New Administration’s Impact on Investments

2021 government policies and multiple executive orders are impacting wealth in many ways, and the recent change in administration is perhaps one of the most significant transitions the United States has faced. This fact, combined with the aftermath of a worldwide pandemic, has placed the US economy in a vulnerable situation in which inflation is almost certainly around the corner. Let’s explore some of the current concerns about the new administration’s impact on business and family investments:

The Weakening Dollar

Since 2020, the dollar declined from its April high by a historical 15%. This recent decline is likened to previous black swan events—described by the Corporate Financial Institute as “a phrase commonly used in the world of finance … an extremely adverse event or occurrence that is impossibly difficult to predict. The weakening dollar is evident.

The Rising Debt

As the nation doles out even more in pandemic-related stimulus money, the country is nearing $30-trillion in national debt. This frightening figure includes a debt to GDP ratio near 130%, primarily due to the loss of jobs, closure of businesses, and reduced incomes based on the over-year-long Covid pandemic combined with new job losses.

The Loss of Jobs

With climate change now on the minds of many in charge, oil and gas are the targets. The recent XL Pipeline halt has already resulted in 11,000 job losses, not to mention the losses for local businesses and infrastructure. There is plenty of controversy about the potential for a $15 minimum wage—excellent for the workers but detrimental for small businesses. Not only that, new immigration policies are sure to impact the availability of US jobs.

The Government Stimulus

The government will ultimately try to calm down the public and insist that inflation will not happen—that the new stimulus (the largest in history) will strengthen the dollar and boost the economy. In reality, the latest stimulus package is primarily focused on state infrastructures such as transportation and climate change rather than small businesses and individuals that need help. It’s noted that two-year and ten-year Treasury notes went up recently as well. On February 13, 2021, Wolf Street reported, “10-Year Treasury Yield Hit 1.21%, More than Doubling Since Aug.”

**Dataset extract:**
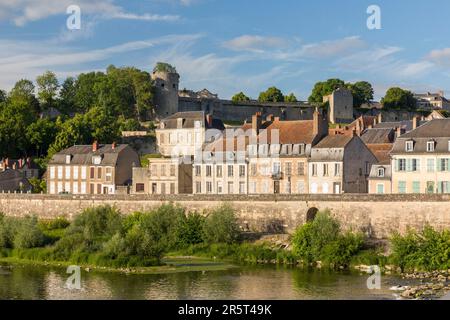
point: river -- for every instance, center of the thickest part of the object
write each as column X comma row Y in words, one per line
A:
column 243, row 282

**Task brief:**
According to the article on the new administration's impact on investments, how many job losses has the XL Pipeline halt already caused? The listing is separate material and has no connection to the page text.

**Task result:**
11,000 job losses.